Secondo un'analisi di Altroconsumo la shrinkflation si manifesta attraverso la riduzione graduale e lenta delle quantità di prodotto all'interno delle confezioni. In poche parole, il tutto viene fatto davanti ai nostri occhi, adottando discrezione e astuzia per evitare reazioni immediate da parte dei consumatori. Il fenomeno colpisce in particolare prodotti di largo consumo, da pacchi di pasta a colombe pasquali, da fette biscottate a mozzarelle. La confezione rimane familiare, ma il contenuto si contrae sottilmente, un gioco di prestigio che sfugge spesso all'attenzione distratta del consumatore, almeno fino a quando si trova alla cassa con un prezzo invariato ma una quantità inferiore di prodotto tra le mani. In mesi di monitoraggio Altroconsumo ha riscontrato variazioni importanti nel quantitativo di prodotto all'interno delle confezioni: una strategia che fa lievitare i costi al chilo o al litro fino al 200%, complice anche l’inflazione. Succede quindi che le confezioni mutano qualche particolare estetico, aggiungono magari un ingrediente e, contemporaneamente, il peso del contenuto si fa più leggero. Il prezzo, però, non segue sempre la stessa logica.

Esempi lampanti sono il detersivo per piatti Nelsen che passa da 1 litro a 900 ml, poi a 850 ml, mentre il prezzo al litro incrementa del 53%.

Nelsen, foto presa da Altroconsumo
 

Le Pringles Originals da 200 a 175 grammi, con un rialzo del prezzo al chilo del 22%.

Pringles, foto presa da Altroconsumo
 

Vediamo anche l'esempio di Vidal bagnoschiuma tonificante al muschio bianco: nel passaggio da 750 a 650 ml il prezzo al litro è salito del 22%, ma la confezione è rimasta pressoché identica, perché è diminuito il contenuto. 

Vidal sapone, foto presa da Altroconsumo
 

Prendiamo invece una bottiglia di birra Heineken Original. In alcuni supermercati, la disponibilità varia: da Esselunga, troviamo solo la bottiglia da 50 cl, mentre da Lidl quella da 40 cl. Ciò influisce sul prezzo al litro, con un aumento del 13% per la bottiglia da 50 cl rispetto a quella da 66 cl, e del 29% per quella da 40 cl.

**Dati forniti**.
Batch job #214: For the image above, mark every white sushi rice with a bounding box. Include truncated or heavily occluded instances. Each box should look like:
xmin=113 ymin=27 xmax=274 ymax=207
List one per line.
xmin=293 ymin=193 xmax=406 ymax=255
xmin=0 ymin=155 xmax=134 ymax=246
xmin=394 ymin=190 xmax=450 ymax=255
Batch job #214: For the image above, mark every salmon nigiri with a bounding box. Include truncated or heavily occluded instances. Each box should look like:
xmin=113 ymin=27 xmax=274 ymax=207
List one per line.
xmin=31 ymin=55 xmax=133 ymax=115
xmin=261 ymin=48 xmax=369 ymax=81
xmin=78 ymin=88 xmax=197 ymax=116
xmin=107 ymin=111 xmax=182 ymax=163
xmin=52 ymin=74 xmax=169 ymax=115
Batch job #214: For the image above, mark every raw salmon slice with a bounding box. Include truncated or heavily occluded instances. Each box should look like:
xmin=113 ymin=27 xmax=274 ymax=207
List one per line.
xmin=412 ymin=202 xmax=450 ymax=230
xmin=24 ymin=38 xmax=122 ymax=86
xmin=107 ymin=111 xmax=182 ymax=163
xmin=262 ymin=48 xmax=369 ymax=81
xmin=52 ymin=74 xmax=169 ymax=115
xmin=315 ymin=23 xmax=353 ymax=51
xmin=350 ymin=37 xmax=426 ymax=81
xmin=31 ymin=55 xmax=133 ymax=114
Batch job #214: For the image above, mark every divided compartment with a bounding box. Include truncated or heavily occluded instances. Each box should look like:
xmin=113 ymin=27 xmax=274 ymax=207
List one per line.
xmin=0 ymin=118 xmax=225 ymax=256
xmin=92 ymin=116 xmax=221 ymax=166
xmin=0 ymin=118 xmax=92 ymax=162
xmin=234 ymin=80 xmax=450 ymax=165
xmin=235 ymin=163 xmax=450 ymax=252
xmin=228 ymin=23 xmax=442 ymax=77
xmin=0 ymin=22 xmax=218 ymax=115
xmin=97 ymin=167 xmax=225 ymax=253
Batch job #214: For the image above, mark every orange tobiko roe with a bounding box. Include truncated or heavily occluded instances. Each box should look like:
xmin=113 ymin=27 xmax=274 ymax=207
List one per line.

**Cosa fare**.
**A.** Secondo l'estratto sulla shrinkflation, fino a quale percentuale questa strategia può far salire i costi al chilo o al litro?
**B.** Elenca, per favore, tutti i prodotti di marca citati come esempi nell'estratto sulla shrinkflation.
**C.** Continua l'estratto sulla shrinkflation dopo la sua ultima frase.
Le righe riportate non hanno alcun legame con l'estratto sulla shrinkflation.

**Risposte attese**.
**A.** Fino al 200%.

**B.**
- Detersivo per piatti Nelsen
- Pringles Originals
- Vidal bagnoschiuma tonificante al muschio bianco
- Birra Heineken Original

**C.**
Heineken, foto presa da Altroconsumo
 

Come tutelarsi dalla Shrinkflation

Sebbene calcolare con estrema precisione l'incremento dei costi e la riduzione delle quantità sia un enigma alla Sherlock Holmes, il rischio è che le micro-reduzioni cumulative si traducano in un salasso per il portafoglio del consumatore medio nel lungo periodo.

Per sfuggire a questa strategia di "mini-rapina" legale, occorrerebbe adottare un approccio alla spesa da maestro di finanza. Potremmo iniziare controllando le dimensioni e i pesi dei prodotti, fare una scrutinio da peso massimo al supermercato, confrontando i costi al kg o al litro. Oppure leggere l'etichetta con la precisione di un critico gastronomico, valutare il prezzo al chilo anziché il totale sullo scontrino, e mettere sotto esame le promozioni speciali.

La shrinkflation, se da un lato sembra il trucco del mago per affrontare gli aumenti di costo senza farci battere ciglio al bancomat, dall'altro solleva ovvi interrogativi sull'effettiva etica e trasparenza dietro questo fenomeno. Pur essendo una mossa furba per tamponare le finanze durante tempi di incertezza economica, rischia nel tempo di minare la fiducia dei consumatori, soprattuto perchè dopo le varie crisi degli ultimi anni, il consumatore è più sveglio che mai quindi le aziende che giocano a nascondino con tattiche poco trasparenti potrebbero ritrovarsi a fare il conto amaro dei loro stessi trucchi.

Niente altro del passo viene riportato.